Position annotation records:
— start —

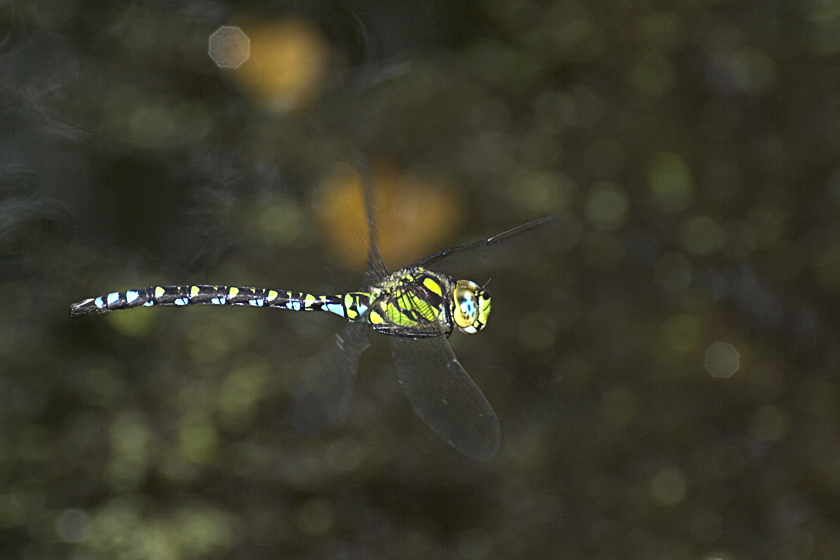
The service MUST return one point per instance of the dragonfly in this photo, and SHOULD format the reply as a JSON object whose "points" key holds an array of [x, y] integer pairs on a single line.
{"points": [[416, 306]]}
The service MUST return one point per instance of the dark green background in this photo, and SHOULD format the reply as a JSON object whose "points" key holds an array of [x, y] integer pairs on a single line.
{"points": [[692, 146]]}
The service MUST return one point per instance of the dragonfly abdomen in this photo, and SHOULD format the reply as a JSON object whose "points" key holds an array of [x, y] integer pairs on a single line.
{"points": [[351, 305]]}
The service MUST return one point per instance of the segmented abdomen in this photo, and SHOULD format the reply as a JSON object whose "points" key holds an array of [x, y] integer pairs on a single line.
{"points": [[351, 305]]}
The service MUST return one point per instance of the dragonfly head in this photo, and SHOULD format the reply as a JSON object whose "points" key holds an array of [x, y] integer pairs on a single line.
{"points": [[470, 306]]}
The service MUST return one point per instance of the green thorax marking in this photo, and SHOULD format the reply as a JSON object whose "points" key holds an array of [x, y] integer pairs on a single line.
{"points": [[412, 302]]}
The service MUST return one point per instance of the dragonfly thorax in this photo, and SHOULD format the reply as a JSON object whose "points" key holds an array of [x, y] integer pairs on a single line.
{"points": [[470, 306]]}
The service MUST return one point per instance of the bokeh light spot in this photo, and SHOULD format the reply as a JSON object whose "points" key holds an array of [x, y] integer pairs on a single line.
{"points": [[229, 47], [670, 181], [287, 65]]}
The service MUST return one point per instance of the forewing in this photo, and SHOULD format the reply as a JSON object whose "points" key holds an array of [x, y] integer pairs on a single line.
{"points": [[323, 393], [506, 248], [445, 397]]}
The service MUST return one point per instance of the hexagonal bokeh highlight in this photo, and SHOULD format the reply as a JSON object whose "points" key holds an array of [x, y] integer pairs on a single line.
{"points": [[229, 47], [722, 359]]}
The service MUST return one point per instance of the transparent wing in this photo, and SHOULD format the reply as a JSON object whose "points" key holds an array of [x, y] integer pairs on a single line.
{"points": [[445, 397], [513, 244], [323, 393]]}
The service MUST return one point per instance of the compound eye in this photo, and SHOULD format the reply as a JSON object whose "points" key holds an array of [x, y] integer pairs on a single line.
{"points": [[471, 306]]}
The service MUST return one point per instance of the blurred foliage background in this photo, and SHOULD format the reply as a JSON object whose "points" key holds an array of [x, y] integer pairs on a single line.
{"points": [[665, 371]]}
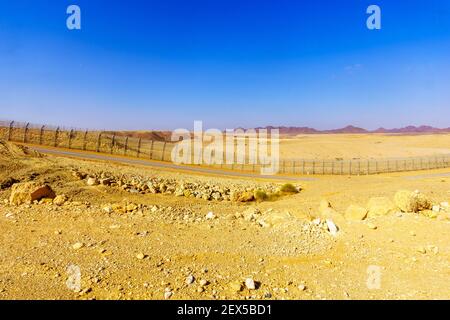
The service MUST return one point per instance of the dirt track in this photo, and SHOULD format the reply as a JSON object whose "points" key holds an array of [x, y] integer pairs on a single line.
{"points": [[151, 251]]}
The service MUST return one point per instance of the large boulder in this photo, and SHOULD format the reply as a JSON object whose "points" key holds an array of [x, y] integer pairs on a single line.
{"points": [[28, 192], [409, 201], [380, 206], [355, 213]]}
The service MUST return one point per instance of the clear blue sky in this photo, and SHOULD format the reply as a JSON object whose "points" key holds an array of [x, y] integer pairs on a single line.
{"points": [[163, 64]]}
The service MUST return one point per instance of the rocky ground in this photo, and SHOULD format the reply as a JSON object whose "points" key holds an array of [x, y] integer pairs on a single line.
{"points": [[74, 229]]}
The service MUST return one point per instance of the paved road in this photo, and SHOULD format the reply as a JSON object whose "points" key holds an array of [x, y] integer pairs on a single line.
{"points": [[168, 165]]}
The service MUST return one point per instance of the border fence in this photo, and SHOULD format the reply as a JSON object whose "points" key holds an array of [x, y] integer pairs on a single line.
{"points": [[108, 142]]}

— end —
— start —

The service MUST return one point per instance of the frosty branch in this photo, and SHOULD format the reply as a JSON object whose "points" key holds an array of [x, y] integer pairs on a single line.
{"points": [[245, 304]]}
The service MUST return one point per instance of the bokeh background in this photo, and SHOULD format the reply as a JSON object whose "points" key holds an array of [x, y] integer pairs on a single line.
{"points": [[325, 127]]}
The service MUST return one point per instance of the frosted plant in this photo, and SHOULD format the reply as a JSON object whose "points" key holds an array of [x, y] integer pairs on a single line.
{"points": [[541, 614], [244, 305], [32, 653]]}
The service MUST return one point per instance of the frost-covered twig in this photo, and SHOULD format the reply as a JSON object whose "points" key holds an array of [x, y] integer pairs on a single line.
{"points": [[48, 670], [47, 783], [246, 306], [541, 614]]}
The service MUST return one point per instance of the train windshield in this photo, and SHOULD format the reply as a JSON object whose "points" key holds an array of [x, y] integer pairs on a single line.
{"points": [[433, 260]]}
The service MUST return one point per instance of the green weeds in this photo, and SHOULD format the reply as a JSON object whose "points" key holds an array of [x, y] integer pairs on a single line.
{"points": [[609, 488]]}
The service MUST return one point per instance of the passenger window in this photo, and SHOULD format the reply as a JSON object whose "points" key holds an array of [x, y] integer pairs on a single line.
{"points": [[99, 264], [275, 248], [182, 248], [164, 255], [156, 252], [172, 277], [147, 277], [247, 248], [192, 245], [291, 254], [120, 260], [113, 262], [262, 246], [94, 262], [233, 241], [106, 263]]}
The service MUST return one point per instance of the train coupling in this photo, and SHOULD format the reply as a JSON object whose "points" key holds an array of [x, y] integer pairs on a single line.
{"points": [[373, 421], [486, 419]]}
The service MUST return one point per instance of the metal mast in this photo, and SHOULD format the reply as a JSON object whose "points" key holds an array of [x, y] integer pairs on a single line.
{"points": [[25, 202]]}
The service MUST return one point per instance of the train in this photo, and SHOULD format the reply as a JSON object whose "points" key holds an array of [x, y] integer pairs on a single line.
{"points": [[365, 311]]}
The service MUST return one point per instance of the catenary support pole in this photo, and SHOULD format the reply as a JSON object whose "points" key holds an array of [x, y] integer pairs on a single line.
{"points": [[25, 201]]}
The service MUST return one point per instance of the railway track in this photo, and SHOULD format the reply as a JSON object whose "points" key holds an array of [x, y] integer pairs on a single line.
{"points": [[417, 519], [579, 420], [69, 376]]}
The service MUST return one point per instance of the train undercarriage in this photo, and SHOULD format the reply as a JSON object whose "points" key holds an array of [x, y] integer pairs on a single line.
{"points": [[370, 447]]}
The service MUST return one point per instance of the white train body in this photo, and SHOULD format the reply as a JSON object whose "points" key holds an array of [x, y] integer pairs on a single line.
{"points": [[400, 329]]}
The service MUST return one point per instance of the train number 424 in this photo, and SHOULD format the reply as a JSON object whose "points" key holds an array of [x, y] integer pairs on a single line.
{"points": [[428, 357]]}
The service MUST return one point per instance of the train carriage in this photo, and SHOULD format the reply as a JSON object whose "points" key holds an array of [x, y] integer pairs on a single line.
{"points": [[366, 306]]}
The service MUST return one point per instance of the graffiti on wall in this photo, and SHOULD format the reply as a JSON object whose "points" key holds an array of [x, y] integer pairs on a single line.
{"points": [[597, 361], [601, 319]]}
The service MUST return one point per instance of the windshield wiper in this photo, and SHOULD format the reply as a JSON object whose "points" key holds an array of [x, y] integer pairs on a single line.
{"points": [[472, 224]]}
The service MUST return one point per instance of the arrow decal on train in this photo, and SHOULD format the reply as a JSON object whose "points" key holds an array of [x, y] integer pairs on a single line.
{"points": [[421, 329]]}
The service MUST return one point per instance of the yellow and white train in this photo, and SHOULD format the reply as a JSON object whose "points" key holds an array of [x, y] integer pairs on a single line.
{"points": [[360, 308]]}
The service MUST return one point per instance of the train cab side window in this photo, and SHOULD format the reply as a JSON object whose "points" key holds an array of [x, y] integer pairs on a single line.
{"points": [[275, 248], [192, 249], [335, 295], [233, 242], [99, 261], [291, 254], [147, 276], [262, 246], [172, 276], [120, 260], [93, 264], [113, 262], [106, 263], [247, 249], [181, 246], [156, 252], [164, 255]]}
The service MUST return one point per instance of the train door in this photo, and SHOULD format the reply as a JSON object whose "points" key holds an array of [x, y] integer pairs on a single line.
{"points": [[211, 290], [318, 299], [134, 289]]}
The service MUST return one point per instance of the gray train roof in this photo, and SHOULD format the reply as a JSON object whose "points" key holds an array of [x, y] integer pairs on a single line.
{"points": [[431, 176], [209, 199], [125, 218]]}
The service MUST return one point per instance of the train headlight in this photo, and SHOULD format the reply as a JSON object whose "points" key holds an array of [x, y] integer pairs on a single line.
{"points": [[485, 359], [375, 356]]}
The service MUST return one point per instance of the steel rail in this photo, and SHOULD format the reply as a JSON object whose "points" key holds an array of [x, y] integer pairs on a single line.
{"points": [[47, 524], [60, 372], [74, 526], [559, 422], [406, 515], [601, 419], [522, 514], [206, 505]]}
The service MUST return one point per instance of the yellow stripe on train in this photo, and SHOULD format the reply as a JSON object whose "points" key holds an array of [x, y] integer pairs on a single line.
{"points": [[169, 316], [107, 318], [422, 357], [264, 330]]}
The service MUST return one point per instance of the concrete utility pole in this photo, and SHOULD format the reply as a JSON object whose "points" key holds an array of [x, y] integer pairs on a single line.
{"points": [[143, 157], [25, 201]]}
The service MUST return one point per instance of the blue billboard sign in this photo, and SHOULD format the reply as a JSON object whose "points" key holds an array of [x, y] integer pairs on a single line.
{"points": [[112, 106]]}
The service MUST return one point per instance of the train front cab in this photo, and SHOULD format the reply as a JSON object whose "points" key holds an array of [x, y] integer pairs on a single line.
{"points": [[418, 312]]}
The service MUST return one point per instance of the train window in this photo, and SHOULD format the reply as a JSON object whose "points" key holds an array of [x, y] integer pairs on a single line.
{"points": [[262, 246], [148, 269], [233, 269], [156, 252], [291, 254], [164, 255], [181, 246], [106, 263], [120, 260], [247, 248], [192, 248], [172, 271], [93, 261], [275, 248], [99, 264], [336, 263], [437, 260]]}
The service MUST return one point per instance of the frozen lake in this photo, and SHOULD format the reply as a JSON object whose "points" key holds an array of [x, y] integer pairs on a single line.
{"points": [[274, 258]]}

— end —

Exercise brief: Pull out every line of the material that contains the string "pole", treating uppercase and lowercase as different.

Solution to this exercise:
The service MUST return one point per instance of the catenary support pole in this photo, and SHOULD format the reply as a JSON object whose "points" key holds an array of [x, y] integer pairs on a single line.
The service MUST return one point per instance of the concrete utility pole in this photo, and SHOULD format the reply as a JSON object whose "points" key holds an array of [x, y] integer pairs on a single line.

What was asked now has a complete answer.